WHAT YOU WILL DO
An exact copy of every entry is what's needed, so please transcribe them all.

INFORMATION GIVEN
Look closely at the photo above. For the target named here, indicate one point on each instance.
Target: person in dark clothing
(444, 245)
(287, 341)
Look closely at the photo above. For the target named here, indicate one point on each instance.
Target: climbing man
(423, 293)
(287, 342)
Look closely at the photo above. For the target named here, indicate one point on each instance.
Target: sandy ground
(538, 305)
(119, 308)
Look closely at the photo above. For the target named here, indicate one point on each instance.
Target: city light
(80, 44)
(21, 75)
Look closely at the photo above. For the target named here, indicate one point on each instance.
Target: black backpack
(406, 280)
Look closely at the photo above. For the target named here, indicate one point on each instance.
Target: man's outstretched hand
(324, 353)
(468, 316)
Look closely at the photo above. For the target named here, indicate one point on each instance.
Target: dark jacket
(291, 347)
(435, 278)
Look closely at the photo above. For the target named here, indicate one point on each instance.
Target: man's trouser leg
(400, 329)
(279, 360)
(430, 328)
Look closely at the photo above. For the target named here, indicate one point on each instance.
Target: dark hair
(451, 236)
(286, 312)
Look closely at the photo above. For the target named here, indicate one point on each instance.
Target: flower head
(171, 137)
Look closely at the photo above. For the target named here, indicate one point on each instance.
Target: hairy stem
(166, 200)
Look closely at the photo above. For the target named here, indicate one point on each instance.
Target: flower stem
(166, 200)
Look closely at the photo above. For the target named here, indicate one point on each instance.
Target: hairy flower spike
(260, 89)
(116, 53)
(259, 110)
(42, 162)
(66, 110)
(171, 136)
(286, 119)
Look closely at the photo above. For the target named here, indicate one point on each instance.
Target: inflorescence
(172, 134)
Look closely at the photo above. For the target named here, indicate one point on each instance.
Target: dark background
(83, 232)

EXPECTED OUTPUT
Look closely at the photo above. For the target named here, indicate one point on each instance.
Target: person in dark clothing
(444, 245)
(287, 341)
Look closely at the photo above. For the target named here, indicate one point on each instance.
Target: climbing man
(423, 293)
(287, 342)
Look closely at the photo above. For the target named here, indicate one point on each instance.
Target: sandy ground
(538, 305)
(119, 308)
Look closely at the photo above. For the target named here, indicate one point on each instance.
Target: city light
(80, 44)
(21, 75)
Look closely at the photo above. For the target named here, indicate one point on each instance.
Target: black backpack
(406, 280)
Look closely at the photo above. For the target named here, indicate one point on each instance.
Target: man's outstretched hand
(324, 353)
(468, 316)
Look closely at the photo above. For the target named here, indicate one point on each instance.
Target: dark jacket
(291, 347)
(435, 278)
Look closely at the photo above. For the target named here, indicate one point on each instance.
Target: man's trouser leg
(400, 329)
(279, 360)
(430, 328)
Look closely at the photo above. For the target named here, indicate one point on each instance.
Target: dark hair
(451, 236)
(286, 312)
Look closely at the photo above. For the target named here, indicate one point on each instance.
Target: flower head
(171, 137)
Look closely at the photo above. For the target named here, indicate one point on each instance.
Target: hairy stem
(166, 200)
Look closely at the photo above. For the target named here, indicate one point on each instance.
Target: flower stem
(166, 200)
Look closely at the photo above. For the target named here, indicate one point on each instance.
Target: hairy flower spike
(260, 89)
(116, 53)
(259, 110)
(42, 162)
(66, 110)
(171, 136)
(286, 119)
Look closely at the photo above. For the target named here, indicate one point on each instance.
Target: inflorescence
(172, 134)
Look closely at the photo above. For the target named here, indicate one point on each instance.
Target: dark background
(83, 232)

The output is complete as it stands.